Everything from the line containing "Where can you find the blue patterned" to the final line of the records below should be given again exactly, and nothing else.

Excerpts of pointing data:
※ ※ ※

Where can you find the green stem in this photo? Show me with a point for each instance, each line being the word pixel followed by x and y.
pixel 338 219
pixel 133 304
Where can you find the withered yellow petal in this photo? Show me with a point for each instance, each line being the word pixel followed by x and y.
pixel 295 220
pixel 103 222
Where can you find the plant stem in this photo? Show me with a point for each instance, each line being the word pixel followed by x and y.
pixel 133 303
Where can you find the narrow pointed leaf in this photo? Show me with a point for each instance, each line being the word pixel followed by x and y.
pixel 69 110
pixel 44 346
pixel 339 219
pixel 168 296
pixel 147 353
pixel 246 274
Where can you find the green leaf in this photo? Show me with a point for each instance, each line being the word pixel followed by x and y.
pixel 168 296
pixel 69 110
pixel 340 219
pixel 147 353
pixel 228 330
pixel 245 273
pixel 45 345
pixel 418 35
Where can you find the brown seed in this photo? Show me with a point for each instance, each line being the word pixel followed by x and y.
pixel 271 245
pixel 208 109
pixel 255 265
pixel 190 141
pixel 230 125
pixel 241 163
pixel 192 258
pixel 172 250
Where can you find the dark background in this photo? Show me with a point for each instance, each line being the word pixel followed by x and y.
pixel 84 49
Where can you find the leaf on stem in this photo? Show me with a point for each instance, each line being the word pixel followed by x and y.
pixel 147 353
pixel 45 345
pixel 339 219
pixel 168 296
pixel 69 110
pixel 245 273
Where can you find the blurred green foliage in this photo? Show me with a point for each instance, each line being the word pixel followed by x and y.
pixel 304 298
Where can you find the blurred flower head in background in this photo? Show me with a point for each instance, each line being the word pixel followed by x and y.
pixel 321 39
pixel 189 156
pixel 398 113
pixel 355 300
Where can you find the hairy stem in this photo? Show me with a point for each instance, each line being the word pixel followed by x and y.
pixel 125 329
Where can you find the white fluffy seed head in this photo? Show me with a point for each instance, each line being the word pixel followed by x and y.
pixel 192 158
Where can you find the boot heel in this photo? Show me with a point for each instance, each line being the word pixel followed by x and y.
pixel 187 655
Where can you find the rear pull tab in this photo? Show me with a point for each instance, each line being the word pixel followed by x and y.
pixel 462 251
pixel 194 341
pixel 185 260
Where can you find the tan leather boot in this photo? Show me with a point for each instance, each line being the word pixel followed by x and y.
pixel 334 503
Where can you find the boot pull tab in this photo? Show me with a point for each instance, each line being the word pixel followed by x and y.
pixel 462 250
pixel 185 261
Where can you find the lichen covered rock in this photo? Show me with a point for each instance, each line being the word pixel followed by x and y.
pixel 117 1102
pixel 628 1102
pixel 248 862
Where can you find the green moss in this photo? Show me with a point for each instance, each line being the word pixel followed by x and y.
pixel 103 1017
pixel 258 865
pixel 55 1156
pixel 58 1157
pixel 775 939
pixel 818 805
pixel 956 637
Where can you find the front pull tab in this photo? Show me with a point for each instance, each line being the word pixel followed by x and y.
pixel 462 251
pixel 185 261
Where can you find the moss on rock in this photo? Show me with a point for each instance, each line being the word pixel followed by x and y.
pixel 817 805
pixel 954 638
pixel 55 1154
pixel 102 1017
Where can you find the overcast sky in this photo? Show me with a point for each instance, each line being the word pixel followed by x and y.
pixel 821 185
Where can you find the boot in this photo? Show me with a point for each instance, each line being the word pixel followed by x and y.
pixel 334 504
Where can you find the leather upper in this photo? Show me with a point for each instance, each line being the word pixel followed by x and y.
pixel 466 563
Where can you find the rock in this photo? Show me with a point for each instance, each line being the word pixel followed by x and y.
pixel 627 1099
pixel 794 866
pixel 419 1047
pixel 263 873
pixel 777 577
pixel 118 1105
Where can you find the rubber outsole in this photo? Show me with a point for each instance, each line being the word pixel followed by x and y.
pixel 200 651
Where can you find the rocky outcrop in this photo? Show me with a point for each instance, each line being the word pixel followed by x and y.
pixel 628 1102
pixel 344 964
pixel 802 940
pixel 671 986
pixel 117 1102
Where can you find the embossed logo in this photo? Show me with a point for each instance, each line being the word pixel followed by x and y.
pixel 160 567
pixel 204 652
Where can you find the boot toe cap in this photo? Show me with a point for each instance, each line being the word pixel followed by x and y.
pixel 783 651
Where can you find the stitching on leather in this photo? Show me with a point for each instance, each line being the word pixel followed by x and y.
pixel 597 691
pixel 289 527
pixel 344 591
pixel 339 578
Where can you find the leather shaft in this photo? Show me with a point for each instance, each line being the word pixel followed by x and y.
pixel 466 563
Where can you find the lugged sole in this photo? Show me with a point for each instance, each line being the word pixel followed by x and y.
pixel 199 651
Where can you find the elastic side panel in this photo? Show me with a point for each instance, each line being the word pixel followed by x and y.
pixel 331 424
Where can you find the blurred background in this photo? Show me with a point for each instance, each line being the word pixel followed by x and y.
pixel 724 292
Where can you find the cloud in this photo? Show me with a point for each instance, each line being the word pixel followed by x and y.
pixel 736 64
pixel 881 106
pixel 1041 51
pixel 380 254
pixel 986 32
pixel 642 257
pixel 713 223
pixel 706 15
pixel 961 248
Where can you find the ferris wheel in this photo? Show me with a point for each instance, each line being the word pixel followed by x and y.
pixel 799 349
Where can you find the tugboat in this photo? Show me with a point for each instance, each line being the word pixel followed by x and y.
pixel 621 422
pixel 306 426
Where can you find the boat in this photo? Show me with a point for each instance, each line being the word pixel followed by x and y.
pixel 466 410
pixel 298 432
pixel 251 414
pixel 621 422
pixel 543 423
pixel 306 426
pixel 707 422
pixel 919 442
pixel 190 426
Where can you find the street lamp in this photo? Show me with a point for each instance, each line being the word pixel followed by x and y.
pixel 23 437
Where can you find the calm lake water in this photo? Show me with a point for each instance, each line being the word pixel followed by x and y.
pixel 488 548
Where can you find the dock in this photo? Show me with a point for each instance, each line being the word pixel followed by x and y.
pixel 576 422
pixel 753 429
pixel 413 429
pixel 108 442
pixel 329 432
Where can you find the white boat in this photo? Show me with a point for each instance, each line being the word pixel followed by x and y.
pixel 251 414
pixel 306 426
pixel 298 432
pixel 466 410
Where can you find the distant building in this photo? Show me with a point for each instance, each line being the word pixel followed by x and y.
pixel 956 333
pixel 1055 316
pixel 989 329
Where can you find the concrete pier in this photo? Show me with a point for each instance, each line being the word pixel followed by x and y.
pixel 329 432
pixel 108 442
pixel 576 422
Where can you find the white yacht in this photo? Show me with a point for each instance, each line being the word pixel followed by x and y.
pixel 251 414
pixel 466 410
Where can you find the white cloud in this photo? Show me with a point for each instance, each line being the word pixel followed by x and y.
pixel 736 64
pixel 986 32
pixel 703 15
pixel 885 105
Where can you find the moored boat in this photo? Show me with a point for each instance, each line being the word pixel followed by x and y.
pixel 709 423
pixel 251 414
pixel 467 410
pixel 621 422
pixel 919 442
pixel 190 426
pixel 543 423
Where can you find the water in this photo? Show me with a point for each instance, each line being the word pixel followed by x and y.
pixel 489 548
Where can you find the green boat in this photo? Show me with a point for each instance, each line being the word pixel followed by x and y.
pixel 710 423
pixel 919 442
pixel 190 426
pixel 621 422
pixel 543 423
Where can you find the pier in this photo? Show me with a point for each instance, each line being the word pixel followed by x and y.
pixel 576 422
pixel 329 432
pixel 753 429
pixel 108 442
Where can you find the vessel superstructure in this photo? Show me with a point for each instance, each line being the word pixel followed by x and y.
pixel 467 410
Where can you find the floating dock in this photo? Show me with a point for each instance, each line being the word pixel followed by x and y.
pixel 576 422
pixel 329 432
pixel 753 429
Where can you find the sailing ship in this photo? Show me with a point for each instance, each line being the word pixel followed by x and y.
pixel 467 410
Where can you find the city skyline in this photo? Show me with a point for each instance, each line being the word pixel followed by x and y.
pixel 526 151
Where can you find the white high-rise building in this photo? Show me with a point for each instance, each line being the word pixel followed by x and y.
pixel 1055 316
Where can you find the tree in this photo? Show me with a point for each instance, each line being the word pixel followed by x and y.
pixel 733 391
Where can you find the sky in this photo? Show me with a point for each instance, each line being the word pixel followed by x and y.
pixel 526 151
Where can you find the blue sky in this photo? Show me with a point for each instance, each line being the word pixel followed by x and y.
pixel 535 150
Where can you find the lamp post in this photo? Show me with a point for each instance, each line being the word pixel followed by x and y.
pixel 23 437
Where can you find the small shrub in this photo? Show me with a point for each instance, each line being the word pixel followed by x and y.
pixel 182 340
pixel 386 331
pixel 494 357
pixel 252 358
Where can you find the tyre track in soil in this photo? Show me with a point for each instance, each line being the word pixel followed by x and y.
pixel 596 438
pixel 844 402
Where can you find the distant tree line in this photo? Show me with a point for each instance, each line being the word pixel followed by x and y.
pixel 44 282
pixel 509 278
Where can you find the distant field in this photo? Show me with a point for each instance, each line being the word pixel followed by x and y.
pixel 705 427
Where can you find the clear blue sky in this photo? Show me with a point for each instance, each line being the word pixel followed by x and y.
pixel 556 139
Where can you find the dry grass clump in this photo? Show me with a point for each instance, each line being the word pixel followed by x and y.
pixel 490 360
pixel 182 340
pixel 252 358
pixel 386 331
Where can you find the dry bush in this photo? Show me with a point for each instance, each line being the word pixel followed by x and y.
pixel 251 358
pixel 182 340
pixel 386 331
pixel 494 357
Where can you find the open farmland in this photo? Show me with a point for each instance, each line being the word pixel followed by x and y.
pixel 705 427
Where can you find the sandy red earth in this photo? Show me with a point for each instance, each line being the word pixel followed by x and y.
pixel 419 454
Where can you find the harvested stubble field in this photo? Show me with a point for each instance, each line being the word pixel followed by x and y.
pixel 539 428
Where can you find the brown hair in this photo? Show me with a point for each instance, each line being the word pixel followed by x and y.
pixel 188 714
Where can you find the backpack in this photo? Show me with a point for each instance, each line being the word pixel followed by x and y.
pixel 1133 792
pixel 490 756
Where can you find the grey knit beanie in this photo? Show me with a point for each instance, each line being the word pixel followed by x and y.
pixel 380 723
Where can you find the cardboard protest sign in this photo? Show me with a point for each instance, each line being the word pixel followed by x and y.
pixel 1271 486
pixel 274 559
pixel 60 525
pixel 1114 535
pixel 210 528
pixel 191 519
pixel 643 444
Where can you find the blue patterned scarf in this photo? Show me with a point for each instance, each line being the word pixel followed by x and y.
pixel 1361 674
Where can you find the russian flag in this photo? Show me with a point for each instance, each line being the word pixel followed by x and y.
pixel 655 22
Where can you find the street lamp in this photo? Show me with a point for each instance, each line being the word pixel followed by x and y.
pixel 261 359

※ ※ ※

→ **TASK RESULT**
Where can you find the blue patterned scarf in this photo? Show me with a point for each instance, each line being the word pixel followed by x and y.
pixel 1361 674
Where can you find the russian flag in this photo? Show me with a point for each instance, each line being the word pixel followed by x and y.
pixel 655 22
Where can you find the street lamp in this photo? Show me with a point for each instance, each line being the word pixel followed by x and y.
pixel 261 359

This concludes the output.